DIRECTION 1 >>
In the listing, starting at the line containing "# Find the white" and ending at the line containing "(323, 186), (413, 213)", swap "shingle" for "tile" and return those lines with everything else unchanged.
::: SELECTED TEXT :::
Sunday, January 30, 2011

Pieter Tans on the Role of Scientists

At the conclusion of his Revelle Medal acceptance speech Pieter Tans well captures the ethical need for those who study atmospheric carbon contamination to speak out

As climate scientists we now find our­selves in the situation that our subject is widely understood to be so relevant to soci­ety that many powerful interest groups feel threatened. Thus, we are facing a well-orga­nized and well-funded campaign attack­ing our science and our integrity, spread­ing confusion and disinformation. This is not surprising, as mitigating climate change goes to the core of our energy sup­ply system and the broader economic sys­tem. Human-made climate change demon­strates that we cannot continue business as usual. Should we ignore the deliberate lies and manipulations we face and stick purely with the science, hoping that sound judgment and compassion will eventu­ally prevail? We are scientists, but we are also citizens. It is our civic responsibility to redouble our efforts to convey to the public clearly the urgency and the essence of the climate change problem. The kind of world we leave to our children and grandchildren depends on it. It will have to be a world that has as one of its guiding principles a San­skrit prayer that was used as a dedication in the above mentioned 1972 book: “Oh Mother Earth, ocean-girdled and mountain-breasted, pardon me for trampling on you.”
Earlier at Climate Science Watch and Climate Progress, but IEHO they both buried the lead. This is but the latest instance of a distinguished scientist concluding that he can no longer stay hidden on the sideline but has a moral responsibility to speak out in public. It is a signal failure of the denialists that they have created the backlash. But they can't help themselves, the poor dears. It is also, as Ethon pointed out, a stick in the eye for the Honest Broker.

11 comments:

bob said...

I wonder how much WUWTs little overblown campaign against a minor error on his CO2 website 2 years or so back had an effect on his view that the science is under attack...in particular I am wondering how many WUWT readers sent Pieter Tans angry emails..
::: DATASET CONTENT :::
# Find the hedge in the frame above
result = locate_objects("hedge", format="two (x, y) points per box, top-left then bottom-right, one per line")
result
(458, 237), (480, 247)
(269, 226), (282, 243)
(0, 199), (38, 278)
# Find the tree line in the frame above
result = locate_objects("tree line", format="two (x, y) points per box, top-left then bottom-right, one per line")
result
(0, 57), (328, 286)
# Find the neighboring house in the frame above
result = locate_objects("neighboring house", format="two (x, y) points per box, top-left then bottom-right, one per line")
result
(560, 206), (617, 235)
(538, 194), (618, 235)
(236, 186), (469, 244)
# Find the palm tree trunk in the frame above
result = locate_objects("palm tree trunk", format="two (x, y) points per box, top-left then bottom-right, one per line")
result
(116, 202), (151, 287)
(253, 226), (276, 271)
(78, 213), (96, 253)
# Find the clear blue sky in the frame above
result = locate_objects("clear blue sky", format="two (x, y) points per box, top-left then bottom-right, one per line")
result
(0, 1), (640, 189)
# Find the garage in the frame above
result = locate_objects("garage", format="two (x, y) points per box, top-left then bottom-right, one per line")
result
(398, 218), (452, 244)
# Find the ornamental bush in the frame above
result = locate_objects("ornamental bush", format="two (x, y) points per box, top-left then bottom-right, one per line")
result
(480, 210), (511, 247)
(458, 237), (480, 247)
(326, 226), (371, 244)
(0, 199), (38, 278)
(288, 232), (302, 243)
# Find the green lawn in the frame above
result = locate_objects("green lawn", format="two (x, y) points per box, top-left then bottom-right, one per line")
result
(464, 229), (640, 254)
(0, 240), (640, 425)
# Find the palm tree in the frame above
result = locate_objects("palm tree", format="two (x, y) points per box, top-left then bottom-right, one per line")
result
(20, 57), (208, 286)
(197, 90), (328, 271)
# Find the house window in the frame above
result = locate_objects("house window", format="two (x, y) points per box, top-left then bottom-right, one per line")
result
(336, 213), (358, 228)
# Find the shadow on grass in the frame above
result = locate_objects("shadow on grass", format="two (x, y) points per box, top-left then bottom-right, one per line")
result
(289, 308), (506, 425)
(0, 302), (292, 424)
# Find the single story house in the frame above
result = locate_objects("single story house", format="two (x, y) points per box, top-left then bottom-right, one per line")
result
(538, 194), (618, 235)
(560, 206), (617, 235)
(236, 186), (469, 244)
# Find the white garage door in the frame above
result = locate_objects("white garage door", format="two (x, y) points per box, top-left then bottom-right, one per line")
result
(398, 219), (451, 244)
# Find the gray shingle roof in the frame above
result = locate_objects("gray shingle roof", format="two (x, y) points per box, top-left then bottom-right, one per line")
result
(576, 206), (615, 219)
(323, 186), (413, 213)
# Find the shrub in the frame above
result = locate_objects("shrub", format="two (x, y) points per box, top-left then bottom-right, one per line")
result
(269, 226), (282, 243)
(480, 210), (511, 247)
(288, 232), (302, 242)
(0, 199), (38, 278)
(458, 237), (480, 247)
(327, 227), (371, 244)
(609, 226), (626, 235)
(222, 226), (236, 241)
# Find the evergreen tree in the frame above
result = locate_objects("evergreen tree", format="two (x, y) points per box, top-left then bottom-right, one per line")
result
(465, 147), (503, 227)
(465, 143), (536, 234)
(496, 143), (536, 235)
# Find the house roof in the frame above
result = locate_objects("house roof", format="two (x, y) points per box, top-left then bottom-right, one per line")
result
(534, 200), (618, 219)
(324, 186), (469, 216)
:::
DIRECTION 2 >>
From the post about Pieter Tans, copy word for word the passage starting at "I wonder how" and ending at "Tans angry emails..".

FULL SOLUTION 1 >>
# Find the white garage door in the frame above
result = locate_objects("white garage door", format="two (x, y) points per box, top-left then bottom-right, one per line")
result
(398, 219), (451, 244)
# Find the gray tile roof in the frame above
result = locate_objects("gray tile roof", format="two (x, y) points per box, top-left then bottom-right, one per line")
result
(576, 206), (615, 219)
(323, 186), (413, 213)

FULL SOLUTION 2 >>
I wonder how much WUWTs little overblown campaign against a minor error on his CO2 website 2 years or so back had an effect on his view that the science is under attack...in particular I am wondering how many WUWT readers sent Pieter Tans angry emails..